Das greift das CAS auf.
Der Richter erkennt an, dass unsere verschiedenen Erklärungsansätze für den positiven Dopingtest maßgeblich durch die mangelhafte Prozessführung der ITA verursacht wurden, da uns die ITA keine, für unsere Verteidigung, ausreichenden Informationen zur Verfügung gestellt hatte. So hat uns die ITA beispielsweise vier Monate lang wichtige Informationen vorenthalten, die durch das akkreditierten Dopinglabor in Köln ermittelt wurden.
Wir haben uns in unseren Ausführungen immer an den wissenschaftlichen Erkenntnissen orientiert, so die zutreffende Entscheidung des Gerichts.
Unsere Argumentation war letztendlich überzeugend.
Der Richter hat sich durch die (teilweise) übereinstimmenden Gutachten Sachverständigen Dr. de Boer, beauftragt durch uns als Verteidiger und des Sachverständigen der ITA Prof. Saugy, die Meinung gebildet, dass eine transdermale Übertragung/Einnahme wenige Stunden bis wenige Tage vor dem Tag der Kontrolle stattgefunden habe. Er betont nochmals, dass beide Experten zu dem Schluss gekommen seien, dass eine einmalige Anwendung von DHCMT keine sportlich relevante Leistungssteigerung zur Folge habe.
Die Aussagen von Frau Schlittig zum Ablauf der Tage vor dem Wettkampf waren ebenso maßgeblich. Ihre Erklärungen über den Ablauf der Anreise, die Unterbringung im Hotel, die Trainingseinheiten vor Ort und das Prozedere der Dopingkontrolle waren für den Richter überzeugend.

--------------------

◆ **AUFGABEN**:
a - Übersetze den Satz „Unsere Argumentation war letztendlich überzeugend.“ aus dem Dokumentausschnitt zum Dopingverfahren ins Englische.
b - Führe den Dokumentausschnitt zum Dopingverfahren im Anschluss an seinen letzten Satz weiter.

--------------------

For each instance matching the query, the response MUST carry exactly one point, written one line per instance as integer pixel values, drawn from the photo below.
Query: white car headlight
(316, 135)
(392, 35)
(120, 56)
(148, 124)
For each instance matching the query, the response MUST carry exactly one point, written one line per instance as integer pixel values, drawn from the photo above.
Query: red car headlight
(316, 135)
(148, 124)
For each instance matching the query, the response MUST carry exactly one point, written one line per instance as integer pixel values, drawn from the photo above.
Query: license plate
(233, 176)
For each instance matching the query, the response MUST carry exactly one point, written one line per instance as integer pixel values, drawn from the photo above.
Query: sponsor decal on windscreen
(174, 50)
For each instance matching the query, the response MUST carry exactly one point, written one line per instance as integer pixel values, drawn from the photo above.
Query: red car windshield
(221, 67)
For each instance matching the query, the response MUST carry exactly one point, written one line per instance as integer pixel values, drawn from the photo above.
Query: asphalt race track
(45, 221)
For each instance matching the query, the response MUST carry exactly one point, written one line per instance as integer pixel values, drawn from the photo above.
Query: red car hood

--------------------

◆ **ANTWORTEN JE AUFGABE**:
a - Our argument was ultimately persuasive.

b -
Abschließend fasste der Richter noch einmal zusammen:
Der Fall unterscheidet sich maßgeblich von anderen Sachverhaltskonstellationen durch das Fehlen von Metaboliten. Das CAS stimmt unserer rechtlichen Einschätzung insoweit zu, dass aufgrund des vorherigen – unmittelbar vor der hier streitgegenständlichen Kontrolle – und des nachfolgenden negativen Tests, der geringen Menge der verbotenen Substanz DHCMT sowie aufgrund der Aussagen von Frau Schlittig und der weiteren Beweise über die zahlreichen Kontakte, die in den Tagen und Stunden vor dem positiven Test stattgefunden haben, es wahrscheinlich sei, dass Frau Schlittig einer unbeabsichtigten, transdermalen Übertragung von DHCMT ausgesetzt gewesen sei, und dass daher keine Schuld oder Fahrlässigkeit bei ihr vorläge.
Das Urteil ist noch nicht rechtskräftig. Die ITA kann innerhalb von 21 Tagen Rechtsmittel einlegen. Daher wird die Freude über das sehr positive Urteil noch etwas getrübt.
Es heißt weiter: Daumen drücken!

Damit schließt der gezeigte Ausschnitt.